SOURCE
Cassette by Daniel Rybakken for Luceplan | Micro-architecture of light: a minimalist and decorative lamp

After the Fienile lamp presented last year and inspired by Norwegian rural buildings, the research of Luceplan and Daniel Rybakken on essential, poetic micro-architectures continues.

Cassette is the name chosen for the new creation: a lamp that is minimalist and decorative at the same time. It is made of two fundamental parts: an aluminium frame and a sheet with a central circular opening that acts as a “passe-partout” for the light source below.

These two elements, Rybakken explains, play with effects of depth and three-dimensional perception: the two levels seem distant when the light is off, but appear to be on the same plane when it is on. The abundant, uniform light, free of glare and ready for use with a dimmer, relies on edge-lit LED technology and comes in the warm version (3000k) or the tunable white version. The lamp is offered in two square sizes (400x400 and 600x600 cm) and a rectangular model (650x800 cm), for installation on the ceiling (also built-in) or the wall. Technical or decorative, Cassette adapts to very different spaces while conserving its poetic luminous architecture.

What is it?
A wall or ceiling lamp for direct lighting, with a large luminous surface for uniform, glare-free light.
What is the design concept?
Cassette is the result of formal research to create a slim, minimalist lamp (suitable for various architectural contexts) that is also a decorative object at the same time, easily identified as a work by the Norwegian designer Daniel Rybakken. Off or on, Cassette offers a view of the depth of its various planes, creating an effect of contrast between light and shadow.
What are the materials?
The body is composed of an extruded aluminium frame and a sheet with a central circular opening that releases light into the surrounding space. The height of the external frame projects shadows on to the matte white inner surface. The opening in the surface makes it function as a “passe-partout” for the light below, defining the silhouette. The distance between these two levels transmits a sensation of depth when the lamp is off, while they seem to be on the same plane when it is on. The light source is composed of an optical “packet” thanks to the use of edge-lit LED technology. In three sizes (400x400, 600x600 and 650x800 cm).

WRITTEN TASK 1
Copy everything in the lamp description from "Cassette is the result" down to "are the materials?", changing "minimalist" to "understated".

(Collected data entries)
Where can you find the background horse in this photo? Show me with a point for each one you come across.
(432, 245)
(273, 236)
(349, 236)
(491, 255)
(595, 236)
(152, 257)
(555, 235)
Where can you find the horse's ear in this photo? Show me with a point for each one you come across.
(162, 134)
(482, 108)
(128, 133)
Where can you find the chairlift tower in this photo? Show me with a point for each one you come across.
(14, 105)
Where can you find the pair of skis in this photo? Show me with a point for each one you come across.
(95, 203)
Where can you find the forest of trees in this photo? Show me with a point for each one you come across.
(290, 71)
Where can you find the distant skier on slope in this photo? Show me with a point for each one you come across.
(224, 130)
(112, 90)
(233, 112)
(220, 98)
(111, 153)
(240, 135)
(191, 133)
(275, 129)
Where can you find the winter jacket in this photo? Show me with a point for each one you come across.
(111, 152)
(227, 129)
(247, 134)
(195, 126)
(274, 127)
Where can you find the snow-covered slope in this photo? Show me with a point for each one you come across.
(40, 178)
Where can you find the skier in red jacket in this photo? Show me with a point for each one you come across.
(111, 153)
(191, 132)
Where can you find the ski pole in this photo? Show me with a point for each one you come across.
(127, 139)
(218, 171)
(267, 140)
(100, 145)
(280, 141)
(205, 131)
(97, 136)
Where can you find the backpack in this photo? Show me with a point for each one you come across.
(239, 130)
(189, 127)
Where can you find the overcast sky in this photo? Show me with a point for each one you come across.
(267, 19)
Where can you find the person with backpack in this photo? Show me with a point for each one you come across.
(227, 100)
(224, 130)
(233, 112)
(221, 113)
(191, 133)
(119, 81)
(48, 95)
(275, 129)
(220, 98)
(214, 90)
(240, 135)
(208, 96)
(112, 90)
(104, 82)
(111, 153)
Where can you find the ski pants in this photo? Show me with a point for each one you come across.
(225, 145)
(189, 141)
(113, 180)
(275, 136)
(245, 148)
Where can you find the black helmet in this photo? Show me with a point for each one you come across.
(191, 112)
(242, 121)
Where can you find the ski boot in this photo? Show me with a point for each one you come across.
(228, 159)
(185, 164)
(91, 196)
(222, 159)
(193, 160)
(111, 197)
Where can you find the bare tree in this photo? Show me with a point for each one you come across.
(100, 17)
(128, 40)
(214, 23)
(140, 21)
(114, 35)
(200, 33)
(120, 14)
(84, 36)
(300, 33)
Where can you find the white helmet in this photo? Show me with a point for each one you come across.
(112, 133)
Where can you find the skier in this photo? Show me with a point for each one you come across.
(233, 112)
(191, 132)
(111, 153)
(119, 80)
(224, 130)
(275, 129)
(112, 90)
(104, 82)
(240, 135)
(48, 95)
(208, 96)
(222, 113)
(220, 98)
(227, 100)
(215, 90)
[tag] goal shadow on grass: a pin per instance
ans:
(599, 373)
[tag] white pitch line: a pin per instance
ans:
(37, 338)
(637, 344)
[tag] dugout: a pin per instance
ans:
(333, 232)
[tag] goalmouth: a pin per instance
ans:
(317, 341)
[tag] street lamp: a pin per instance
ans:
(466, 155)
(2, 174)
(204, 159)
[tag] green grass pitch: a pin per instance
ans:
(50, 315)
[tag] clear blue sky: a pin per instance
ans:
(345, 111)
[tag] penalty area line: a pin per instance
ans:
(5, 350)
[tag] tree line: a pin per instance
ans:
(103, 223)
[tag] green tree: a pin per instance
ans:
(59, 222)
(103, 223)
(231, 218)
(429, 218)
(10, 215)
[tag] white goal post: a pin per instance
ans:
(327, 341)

* * *

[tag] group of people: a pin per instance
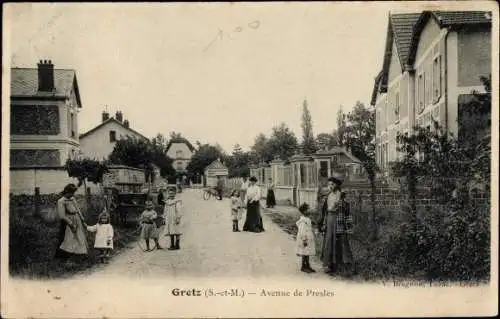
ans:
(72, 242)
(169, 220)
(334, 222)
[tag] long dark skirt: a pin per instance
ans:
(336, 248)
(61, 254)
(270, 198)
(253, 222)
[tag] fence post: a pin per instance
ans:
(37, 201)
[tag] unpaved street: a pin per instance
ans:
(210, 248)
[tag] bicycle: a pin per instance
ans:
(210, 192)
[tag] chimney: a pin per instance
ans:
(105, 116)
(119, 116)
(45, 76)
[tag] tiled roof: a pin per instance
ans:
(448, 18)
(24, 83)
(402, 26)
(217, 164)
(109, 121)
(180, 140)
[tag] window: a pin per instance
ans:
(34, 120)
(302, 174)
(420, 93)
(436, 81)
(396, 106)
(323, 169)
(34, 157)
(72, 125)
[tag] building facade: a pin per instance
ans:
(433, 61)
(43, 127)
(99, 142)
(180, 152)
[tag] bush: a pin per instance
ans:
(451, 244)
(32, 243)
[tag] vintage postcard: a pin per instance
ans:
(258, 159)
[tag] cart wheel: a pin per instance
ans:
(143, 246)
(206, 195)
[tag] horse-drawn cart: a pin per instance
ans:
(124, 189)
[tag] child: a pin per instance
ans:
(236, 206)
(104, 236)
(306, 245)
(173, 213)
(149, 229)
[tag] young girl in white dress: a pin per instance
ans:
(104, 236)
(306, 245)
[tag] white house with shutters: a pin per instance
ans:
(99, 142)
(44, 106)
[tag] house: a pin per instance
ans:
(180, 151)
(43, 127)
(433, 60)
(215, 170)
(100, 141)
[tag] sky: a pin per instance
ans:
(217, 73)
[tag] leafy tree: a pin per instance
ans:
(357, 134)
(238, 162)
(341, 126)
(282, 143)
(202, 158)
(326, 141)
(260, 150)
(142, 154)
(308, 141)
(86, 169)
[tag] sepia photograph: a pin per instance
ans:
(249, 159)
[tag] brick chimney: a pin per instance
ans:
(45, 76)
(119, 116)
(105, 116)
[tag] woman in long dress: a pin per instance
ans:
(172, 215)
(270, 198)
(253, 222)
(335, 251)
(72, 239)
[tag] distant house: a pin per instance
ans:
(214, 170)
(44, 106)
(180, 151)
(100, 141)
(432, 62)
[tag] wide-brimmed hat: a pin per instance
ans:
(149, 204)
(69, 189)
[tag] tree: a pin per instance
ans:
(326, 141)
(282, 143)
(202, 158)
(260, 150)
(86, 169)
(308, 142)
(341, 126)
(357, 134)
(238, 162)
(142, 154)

---

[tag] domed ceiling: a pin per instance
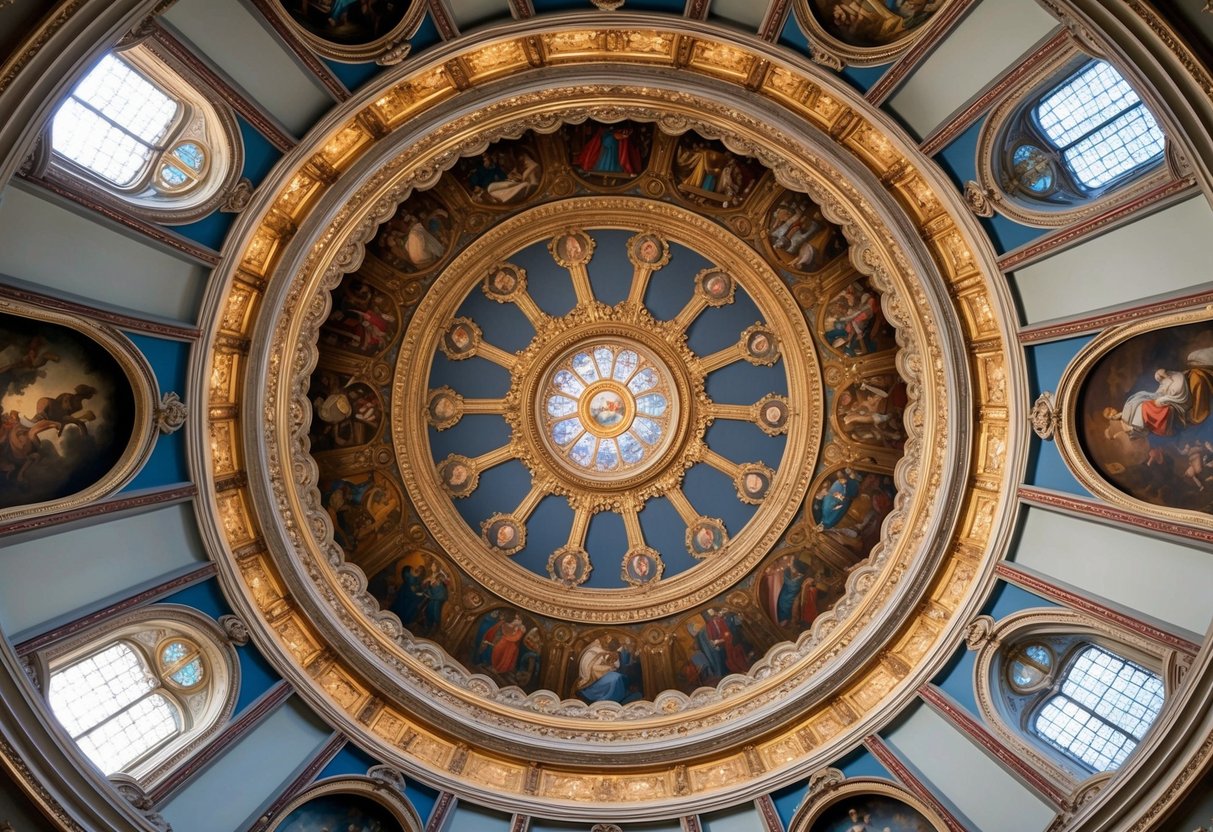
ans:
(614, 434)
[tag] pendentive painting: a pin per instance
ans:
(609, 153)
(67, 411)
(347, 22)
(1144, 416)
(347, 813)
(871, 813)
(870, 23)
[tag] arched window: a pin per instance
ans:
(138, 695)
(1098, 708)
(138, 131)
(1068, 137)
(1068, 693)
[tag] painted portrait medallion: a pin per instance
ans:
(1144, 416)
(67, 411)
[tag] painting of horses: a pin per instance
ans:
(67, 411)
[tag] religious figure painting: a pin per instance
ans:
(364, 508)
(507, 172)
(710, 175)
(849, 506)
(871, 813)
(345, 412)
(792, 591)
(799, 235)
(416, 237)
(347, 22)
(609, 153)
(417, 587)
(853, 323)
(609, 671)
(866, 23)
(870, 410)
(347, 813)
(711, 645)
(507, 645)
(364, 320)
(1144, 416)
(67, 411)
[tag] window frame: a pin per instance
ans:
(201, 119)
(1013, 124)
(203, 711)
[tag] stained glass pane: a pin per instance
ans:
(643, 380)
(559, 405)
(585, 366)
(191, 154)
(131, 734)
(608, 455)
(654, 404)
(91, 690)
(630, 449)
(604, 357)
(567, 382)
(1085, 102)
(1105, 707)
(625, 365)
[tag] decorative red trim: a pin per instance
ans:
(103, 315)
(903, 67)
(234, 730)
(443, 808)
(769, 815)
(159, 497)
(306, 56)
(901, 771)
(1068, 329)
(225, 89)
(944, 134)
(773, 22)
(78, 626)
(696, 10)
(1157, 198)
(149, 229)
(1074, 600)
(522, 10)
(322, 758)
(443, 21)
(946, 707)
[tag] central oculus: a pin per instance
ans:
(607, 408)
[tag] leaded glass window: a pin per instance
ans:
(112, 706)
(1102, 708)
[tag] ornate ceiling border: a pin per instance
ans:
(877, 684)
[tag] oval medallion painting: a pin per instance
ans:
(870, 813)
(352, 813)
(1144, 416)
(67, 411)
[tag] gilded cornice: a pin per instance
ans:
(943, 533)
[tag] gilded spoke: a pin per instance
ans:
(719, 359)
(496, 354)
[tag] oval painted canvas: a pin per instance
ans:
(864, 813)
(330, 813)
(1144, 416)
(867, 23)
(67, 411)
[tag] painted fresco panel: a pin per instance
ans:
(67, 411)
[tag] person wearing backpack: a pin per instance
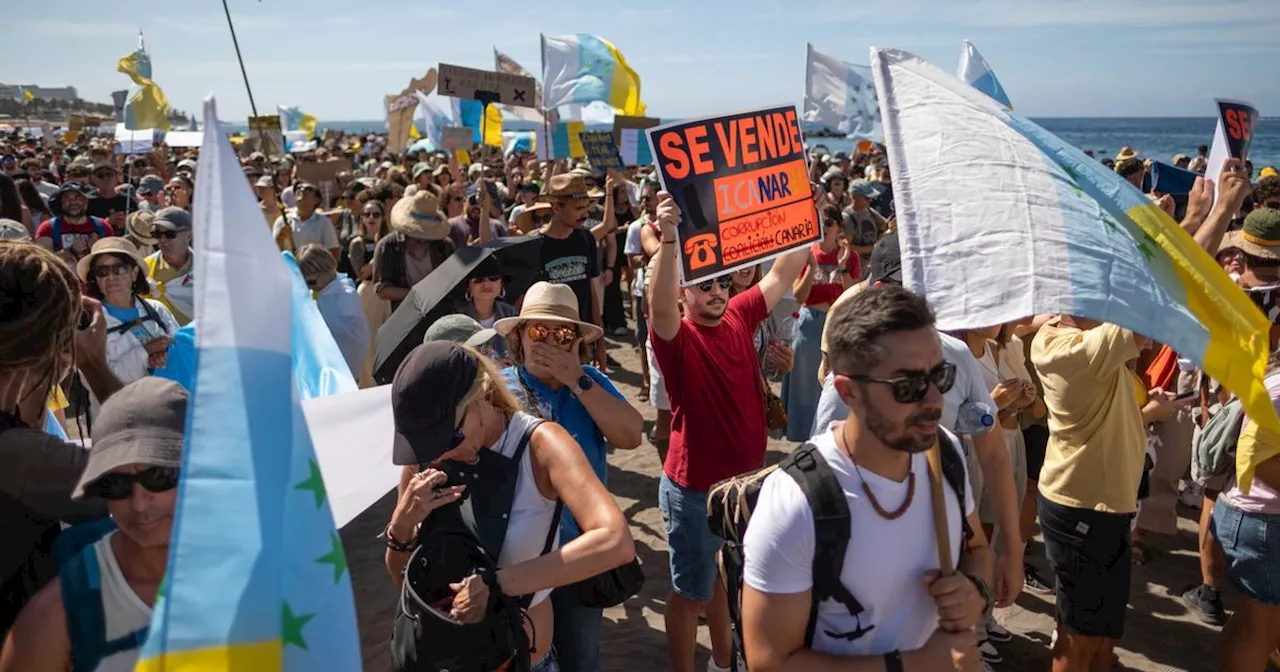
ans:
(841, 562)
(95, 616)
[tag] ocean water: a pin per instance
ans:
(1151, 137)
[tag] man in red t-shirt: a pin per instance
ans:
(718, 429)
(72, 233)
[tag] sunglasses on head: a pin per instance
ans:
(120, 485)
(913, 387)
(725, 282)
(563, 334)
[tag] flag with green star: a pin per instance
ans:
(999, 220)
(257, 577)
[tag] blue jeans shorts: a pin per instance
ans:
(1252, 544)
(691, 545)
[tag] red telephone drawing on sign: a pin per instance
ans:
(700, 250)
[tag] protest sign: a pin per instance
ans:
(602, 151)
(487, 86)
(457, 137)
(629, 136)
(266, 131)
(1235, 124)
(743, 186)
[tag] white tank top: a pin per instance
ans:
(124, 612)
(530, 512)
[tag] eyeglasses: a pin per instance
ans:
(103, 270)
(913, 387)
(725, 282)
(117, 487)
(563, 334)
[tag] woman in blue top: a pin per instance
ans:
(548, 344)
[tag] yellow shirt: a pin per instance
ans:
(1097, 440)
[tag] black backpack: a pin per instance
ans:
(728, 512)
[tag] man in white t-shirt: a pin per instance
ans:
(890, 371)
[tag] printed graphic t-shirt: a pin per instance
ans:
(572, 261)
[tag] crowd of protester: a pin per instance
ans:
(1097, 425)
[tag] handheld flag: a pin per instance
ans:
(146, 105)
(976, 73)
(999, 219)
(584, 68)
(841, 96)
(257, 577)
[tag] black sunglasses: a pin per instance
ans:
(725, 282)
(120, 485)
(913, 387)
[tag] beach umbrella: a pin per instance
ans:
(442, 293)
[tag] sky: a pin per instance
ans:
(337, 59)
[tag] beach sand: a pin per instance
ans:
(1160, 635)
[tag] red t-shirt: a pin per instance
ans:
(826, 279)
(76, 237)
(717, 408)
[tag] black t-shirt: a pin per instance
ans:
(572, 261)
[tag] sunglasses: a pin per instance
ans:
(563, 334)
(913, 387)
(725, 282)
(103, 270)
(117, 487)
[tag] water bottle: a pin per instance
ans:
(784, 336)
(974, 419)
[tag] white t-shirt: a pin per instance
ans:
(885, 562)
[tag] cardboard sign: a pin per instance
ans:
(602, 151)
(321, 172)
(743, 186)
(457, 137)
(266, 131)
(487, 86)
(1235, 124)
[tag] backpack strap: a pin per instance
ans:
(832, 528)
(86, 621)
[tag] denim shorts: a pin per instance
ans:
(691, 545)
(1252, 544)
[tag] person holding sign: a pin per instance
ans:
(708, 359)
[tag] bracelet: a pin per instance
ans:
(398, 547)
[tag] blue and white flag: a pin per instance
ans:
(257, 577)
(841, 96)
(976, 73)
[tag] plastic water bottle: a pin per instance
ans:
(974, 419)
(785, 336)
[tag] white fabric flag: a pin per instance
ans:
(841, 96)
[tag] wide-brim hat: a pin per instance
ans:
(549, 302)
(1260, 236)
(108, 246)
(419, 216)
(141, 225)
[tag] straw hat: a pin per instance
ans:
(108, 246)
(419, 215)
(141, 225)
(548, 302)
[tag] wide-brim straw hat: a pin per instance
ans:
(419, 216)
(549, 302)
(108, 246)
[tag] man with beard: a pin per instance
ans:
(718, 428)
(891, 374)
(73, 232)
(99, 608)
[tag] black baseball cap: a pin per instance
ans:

WRITTEN TASK 2
Count the lines of the records that contain the string "shorts". Reply with the number only.

EXERCISE RESULT 1
Cassette is the result of formal research to create a slim, understated lamp (suitable for various architectural contexts) that is also a decorative object at the same time, easily identified as a work by the Norwegian designer Daniel Rybakken. Off or on, Cassette offers a view of the depth of its various planes, creating an effect of contrast between light and shadow.
What are the materials?

EXERCISE RESULT 2
2